__WHAT YOU NEED TO DO__
Reproduce the listing exactly, so that no line differs from the original.

__GIVEN ENTRIES__
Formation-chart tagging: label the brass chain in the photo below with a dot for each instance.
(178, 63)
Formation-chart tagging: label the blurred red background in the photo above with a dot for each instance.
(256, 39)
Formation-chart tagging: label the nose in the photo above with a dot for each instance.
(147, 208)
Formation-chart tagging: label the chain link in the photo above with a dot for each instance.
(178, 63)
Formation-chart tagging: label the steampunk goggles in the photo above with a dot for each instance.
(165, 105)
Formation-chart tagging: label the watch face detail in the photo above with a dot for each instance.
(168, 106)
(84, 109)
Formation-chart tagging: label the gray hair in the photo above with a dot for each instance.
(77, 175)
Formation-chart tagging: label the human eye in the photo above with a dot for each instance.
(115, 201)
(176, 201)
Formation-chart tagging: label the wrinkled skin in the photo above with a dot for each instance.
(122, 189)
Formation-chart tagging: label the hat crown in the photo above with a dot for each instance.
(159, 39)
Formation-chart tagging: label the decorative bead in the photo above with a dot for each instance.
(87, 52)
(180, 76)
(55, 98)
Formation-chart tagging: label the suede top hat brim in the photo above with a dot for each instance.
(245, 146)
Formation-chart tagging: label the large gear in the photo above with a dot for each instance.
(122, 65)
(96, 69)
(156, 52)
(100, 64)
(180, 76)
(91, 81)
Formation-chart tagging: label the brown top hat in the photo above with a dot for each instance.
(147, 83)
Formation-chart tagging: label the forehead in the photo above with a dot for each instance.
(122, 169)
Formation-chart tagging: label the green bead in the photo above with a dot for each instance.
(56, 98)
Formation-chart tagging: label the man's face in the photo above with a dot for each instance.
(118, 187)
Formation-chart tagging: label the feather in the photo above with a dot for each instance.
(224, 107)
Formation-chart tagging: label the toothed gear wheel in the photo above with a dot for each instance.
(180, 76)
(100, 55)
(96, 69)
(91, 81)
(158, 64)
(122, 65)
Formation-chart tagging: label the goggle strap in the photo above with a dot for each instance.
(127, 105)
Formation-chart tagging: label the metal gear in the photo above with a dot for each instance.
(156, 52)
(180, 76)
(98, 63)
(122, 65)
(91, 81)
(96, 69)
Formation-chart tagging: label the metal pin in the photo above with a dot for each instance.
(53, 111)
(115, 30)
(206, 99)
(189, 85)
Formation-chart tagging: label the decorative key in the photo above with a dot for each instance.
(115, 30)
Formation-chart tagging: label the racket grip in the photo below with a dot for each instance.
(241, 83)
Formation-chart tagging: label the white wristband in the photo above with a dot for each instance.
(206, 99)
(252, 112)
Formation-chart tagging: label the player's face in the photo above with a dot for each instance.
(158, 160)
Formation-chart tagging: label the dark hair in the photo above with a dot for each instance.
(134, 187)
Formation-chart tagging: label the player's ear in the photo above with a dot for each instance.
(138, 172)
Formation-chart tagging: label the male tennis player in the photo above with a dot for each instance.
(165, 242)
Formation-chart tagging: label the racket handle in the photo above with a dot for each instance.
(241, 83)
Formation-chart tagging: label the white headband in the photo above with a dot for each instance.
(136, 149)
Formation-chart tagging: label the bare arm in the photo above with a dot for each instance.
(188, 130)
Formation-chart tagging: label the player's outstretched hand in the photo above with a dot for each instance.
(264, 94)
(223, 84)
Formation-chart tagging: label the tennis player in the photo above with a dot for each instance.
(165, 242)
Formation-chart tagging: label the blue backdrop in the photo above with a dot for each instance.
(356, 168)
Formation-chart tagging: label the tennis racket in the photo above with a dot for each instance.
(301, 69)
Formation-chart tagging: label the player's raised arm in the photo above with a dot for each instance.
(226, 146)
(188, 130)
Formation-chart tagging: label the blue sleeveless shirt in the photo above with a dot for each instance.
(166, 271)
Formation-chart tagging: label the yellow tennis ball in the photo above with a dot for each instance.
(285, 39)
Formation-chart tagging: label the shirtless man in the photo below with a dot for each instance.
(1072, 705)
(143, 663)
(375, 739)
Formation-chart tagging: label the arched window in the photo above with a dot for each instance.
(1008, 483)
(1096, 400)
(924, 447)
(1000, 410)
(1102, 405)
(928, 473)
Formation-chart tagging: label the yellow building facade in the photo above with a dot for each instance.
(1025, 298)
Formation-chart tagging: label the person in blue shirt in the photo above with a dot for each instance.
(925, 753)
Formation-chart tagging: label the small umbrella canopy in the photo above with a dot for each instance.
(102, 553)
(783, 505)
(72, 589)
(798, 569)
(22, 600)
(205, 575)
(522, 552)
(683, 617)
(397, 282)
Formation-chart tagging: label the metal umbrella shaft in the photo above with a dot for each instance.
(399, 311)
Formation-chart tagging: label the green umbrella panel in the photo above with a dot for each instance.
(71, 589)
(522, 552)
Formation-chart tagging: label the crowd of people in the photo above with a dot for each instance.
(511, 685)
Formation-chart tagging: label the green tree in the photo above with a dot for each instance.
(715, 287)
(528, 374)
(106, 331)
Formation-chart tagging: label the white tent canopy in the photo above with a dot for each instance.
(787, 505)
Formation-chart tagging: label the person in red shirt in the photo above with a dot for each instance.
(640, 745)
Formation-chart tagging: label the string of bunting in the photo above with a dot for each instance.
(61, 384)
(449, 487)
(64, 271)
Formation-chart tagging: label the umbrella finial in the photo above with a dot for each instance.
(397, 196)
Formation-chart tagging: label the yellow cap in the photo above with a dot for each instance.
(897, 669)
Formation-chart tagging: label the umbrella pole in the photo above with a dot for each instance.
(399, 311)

__SOLUTION FOR THIS EXERCISE__
Formation-chart tagging: label the brass chain in the photo below with a dot for each instance.
(178, 63)
Formation-chart tagging: label the blurred red background in the photo above with a dot for each instance.
(256, 39)
Formation-chart tagging: label the nose in the photo above with a dot for each instance.
(147, 208)
Formation-chart tagging: label the chain link in the photo above with a dot for each instance.
(178, 63)
Formation-chart tagging: label the steampunk goggles in the photo above with a dot for each instance.
(165, 105)
Formation-chart tagging: label the watch face detail in the photo above with a dot for each instance.
(168, 106)
(84, 109)
Formation-chart tagging: label the gray hair in the photo above with a dot for each instance.
(77, 175)
Formation-chart tagging: label the human eye in the photo above with a dot for each instance.
(115, 201)
(176, 201)
Formation-chart tagging: label the wrinkled skin in the photo above with a dot for each instance.
(122, 189)
Formation-chart tagging: label the hat crown in the photo above with a dot for each instance.
(159, 39)
Formation-chart tagging: label the decorative bead in the photo above with a dot for each instance.
(87, 52)
(180, 76)
(55, 98)
Formation-chart tagging: label the suede top hat brim in the photo above with a dot for each instance.
(245, 146)
Formation-chart tagging: label the large gear in the photo above with a dot for each instance.
(122, 65)
(96, 69)
(156, 52)
(100, 64)
(180, 76)
(91, 81)
Formation-chart tagging: label the brown top hat in the photo above with a dot for each instance.
(147, 83)
Formation-chart tagging: label the forehead in the photo above with a dot for each instance.
(122, 169)
Formation-chart tagging: label the green bead in the photo above with a dot for each instance.
(56, 98)
Formation-chart tagging: label the man's face in the photo above with a dot for each instance.
(118, 187)
Formation-chart tagging: label the feather in the photo above with a dot for each instance.
(224, 107)
Formation-chart tagging: label the toothed gear wheel in the photo above with a dot for each instance.
(180, 76)
(100, 55)
(96, 69)
(91, 81)
(158, 64)
(122, 65)
Formation-chart tagging: label the goggle strap in the photo above with a dot for each instance.
(127, 105)
Formation-chart tagging: label the metal gear in the photo above with a dot for each instance.
(156, 52)
(180, 76)
(98, 63)
(122, 65)
(91, 81)
(96, 69)
Formation-chart tagging: label the metal pin in the photo above with a dot for each instance.
(53, 111)
(115, 30)
(206, 99)
(189, 85)
Formation-chart tagging: label the decorative key in the photo above with a dot for each instance.
(115, 30)
Formation-chart tagging: label the racket grip in the photo below with a dot for each instance.
(241, 83)
Formation-chart tagging: label the white wristband in the photo above with a dot for each instance.
(206, 99)
(252, 112)
Formation-chart tagging: label the player's face in the photo above with a dot for each instance.
(158, 160)
Formation-chart tagging: label the dark hair in the photo above with a dot for each instance.
(134, 187)
Formation-chart tagging: label the player's ear in the photo above with a dot for each instance.
(138, 172)
Formation-chart tagging: label the male tennis player in the photo above with a dot for each instance.
(165, 242)
Formation-chart tagging: label the racket handle in the photo above with a dot for each instance.
(241, 83)
Formation-chart tagging: label the white headband in the photo above with a dot for each instance.
(136, 149)
Formation-chart tagging: label the bare arm in the photo above with a dot for each instance.
(188, 130)
Formation-chart tagging: label the player's outstretched hand in the photo above with a dot for each instance.
(264, 94)
(223, 84)
Formation-chart tagging: label the tennis player in the photo above with a dot for each instance.
(165, 242)
Formation-chart tagging: label the blue backdrop in the photo above with a dot for each instance.
(356, 168)
Formation-chart tagging: label the tennis racket in the photo above with a dot for each instance.
(301, 69)
Formation-chart tagging: label the player's raised arm in the photo above with a dot for each instance.
(226, 146)
(188, 130)
Formation-chart tagging: label the blue sleeveless shirt in the photo above with a dot for each instance.
(166, 271)
Formation-chart tagging: label the yellow tennis ball in the photo above with a dot for each instance.
(285, 39)
Formation-chart tagging: label the shirtless man in the photo below with a dot for each instance.
(1072, 705)
(143, 663)
(375, 739)
Formation-chart tagging: label the arched window in the photo above with a dot for each instance.
(1008, 483)
(1096, 400)
(924, 447)
(1000, 410)
(1102, 405)
(928, 473)
Formation-chart tagging: label the yellow building facade in the photo above with a dot for each instance.
(1025, 298)
Formation-chart tagging: label the person in blue shirt in the photo above with a dot for each instance.
(925, 753)
Formation-chart tagging: label the small umbrella canopy in the photo above with a dot for each instance.
(102, 553)
(783, 505)
(72, 589)
(798, 569)
(22, 600)
(205, 575)
(522, 552)
(683, 617)
(397, 282)
Formation-chart tagging: label the metal umbrella shaft in the photo above with a dot for each instance.
(399, 311)
Formation-chart tagging: label the green umbrella panel in the photo above with a dot for each instance.
(71, 589)
(522, 552)
Formation-chart tagging: label the crowd of people in the photo above with a dot for each instance.
(511, 685)
Formation-chart tagging: label the green tree in the photo above with a dot for each instance.
(715, 287)
(528, 374)
(106, 331)
Formation-chart tagging: label the white tent canopy in the photo above with a dot for each instance.
(787, 505)
Formation-chart tagging: label the person in red shirt in the photo above with a dot for each instance.
(640, 745)
Formation-chart tagging: label the string of bunting in the photo above with a dot for each instance.
(61, 384)
(449, 487)
(64, 271)
Formation-chart tagging: label the umbrella finial in the photo above with a dot for each instance.
(397, 196)
Formation-chart tagging: label the yellow cap in the photo above with a dot for each instance.
(897, 669)
Formation-chart tagging: label the umbrella pole in the photo above with a dot for each instance.
(399, 311)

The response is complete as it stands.